§ **Selected text**
▬▬▬▬▬▬

Full Screen Mode in VMWare

I just setup a new VM using a Windows 2008 R2 server to do some SharePoint 2010 development. To really get started I switched my VM to fill-screen-mode, in order to get more desk-space.

But that just gave me a blank, black screen. Resizing the window works perfectly fine, but not full-screen. Even manually triggering the “fit client” event didn’t do anything good.

The solution was trivial (as usual with this kind of errors): you have to enable 3D acceleration in the VM settings. What a bummer.

Enabling SSO for the VMware Infrastructure Client

Even though you can authenticate to the ESX server using your Active Directory structure, when starting up the client you are prompted to enter username and password. This is just … disturbing.

OK – so just create a copy of the link to the client and change the commandline parameters. Add -passthroughAuth and -s <your servername> to vpxclient.exe and off you go …

Watch them keys!

So I tried to use this neat feature of VMWare to export a running virtual-machine via VNC to a remote desktop. Works great, especially if your virtual-machine (for whatever reason) is not connected to the network, and thus you cannot use remote-desktop or something similar.

But since I’m a german-keyboard-layout user, I wanted to take advantage of my keyboard-layout (hell, I just wanted to use ;!!). But I had to figure out, that this doesn’t seem to work. So first I blamed UltraVNC and so I switch to some ancient version of the good old AT&T VNC 🙂 but nothing changed.

But after some time I got to it … you need to tweak the *.vmx file of your virtual-machine. This is some setting, that is not available through the GUI … just add:

RemoteDisplay.vnc.keyMap = "<xx>"

where can be any language-code whose keyboard-layout it available in C:\Documents and Settings\All Users\Application Data\VMware\vnckeymap.

Mounting VMWare's shared folders in a Linux-Guest

I do like the feature of shared folders in VMWare a lot, since this takes away the hassel of setting up networking and an FTP-Server or Samba or stuff, just because you want to copy a couple of files.

▬▬▬▬▬▬

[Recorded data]

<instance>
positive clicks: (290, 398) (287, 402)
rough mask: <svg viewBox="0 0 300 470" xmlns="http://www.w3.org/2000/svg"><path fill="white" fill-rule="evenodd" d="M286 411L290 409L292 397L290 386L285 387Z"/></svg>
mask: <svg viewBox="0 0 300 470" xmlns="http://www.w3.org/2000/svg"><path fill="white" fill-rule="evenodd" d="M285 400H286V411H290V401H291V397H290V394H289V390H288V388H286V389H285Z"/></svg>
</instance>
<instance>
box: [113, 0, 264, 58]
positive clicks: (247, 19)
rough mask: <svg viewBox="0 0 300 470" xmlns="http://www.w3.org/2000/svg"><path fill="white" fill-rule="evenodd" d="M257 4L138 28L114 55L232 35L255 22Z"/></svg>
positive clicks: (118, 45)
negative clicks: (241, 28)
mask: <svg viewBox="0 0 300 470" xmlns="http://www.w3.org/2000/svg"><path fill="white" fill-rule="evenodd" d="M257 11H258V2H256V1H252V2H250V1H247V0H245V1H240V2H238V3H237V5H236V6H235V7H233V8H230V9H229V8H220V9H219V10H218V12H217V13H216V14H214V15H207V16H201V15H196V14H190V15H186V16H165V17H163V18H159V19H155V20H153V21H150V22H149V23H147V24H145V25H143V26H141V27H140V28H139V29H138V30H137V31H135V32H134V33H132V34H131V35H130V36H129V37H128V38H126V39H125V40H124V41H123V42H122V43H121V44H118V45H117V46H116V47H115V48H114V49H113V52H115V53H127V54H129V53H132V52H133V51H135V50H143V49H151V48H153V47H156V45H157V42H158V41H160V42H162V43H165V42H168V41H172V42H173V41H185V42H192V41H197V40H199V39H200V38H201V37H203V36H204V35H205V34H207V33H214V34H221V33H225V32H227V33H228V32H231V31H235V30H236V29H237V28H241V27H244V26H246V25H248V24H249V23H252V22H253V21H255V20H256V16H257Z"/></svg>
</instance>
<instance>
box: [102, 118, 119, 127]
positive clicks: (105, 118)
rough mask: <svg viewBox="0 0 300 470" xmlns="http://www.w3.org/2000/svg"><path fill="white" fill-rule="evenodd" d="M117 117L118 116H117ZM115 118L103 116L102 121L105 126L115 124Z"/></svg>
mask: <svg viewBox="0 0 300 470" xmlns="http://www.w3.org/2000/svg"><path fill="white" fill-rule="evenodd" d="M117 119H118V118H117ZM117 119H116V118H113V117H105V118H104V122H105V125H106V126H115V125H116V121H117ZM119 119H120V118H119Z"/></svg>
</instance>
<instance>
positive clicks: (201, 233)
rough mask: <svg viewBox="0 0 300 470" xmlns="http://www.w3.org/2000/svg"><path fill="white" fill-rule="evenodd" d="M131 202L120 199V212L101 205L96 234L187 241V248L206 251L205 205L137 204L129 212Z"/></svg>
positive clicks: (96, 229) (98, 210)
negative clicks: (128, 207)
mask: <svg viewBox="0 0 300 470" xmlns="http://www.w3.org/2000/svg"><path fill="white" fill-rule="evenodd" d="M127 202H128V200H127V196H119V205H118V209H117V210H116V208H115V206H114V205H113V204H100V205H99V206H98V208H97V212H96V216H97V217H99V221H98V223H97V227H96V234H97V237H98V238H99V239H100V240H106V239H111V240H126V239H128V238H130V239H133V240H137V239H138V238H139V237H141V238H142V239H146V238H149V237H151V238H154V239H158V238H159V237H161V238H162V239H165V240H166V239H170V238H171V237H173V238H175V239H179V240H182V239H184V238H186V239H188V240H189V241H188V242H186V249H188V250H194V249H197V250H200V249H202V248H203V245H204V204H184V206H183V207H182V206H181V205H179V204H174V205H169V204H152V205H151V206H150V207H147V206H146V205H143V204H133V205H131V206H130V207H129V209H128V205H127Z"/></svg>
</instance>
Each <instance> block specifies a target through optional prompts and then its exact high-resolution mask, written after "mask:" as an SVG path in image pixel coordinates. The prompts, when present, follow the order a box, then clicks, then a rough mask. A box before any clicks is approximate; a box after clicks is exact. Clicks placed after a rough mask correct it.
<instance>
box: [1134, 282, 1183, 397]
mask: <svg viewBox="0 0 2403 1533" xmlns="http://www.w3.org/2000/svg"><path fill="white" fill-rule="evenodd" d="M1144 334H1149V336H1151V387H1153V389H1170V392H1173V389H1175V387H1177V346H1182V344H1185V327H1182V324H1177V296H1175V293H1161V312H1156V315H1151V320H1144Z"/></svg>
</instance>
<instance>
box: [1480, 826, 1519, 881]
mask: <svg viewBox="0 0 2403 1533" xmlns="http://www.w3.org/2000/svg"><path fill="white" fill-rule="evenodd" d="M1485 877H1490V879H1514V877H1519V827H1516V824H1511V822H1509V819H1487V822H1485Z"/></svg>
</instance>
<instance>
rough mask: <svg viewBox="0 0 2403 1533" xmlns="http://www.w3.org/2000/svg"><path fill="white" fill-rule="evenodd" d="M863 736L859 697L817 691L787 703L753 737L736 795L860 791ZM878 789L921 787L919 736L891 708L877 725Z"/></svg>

▬▬▬▬▬▬

§ **Aim of the exercise**
According to the VMware notes above, what resolved the blank, black screen that appeared in full-screen mode?

§ **Task response**
Enabling 3D acceleration in the VM settings.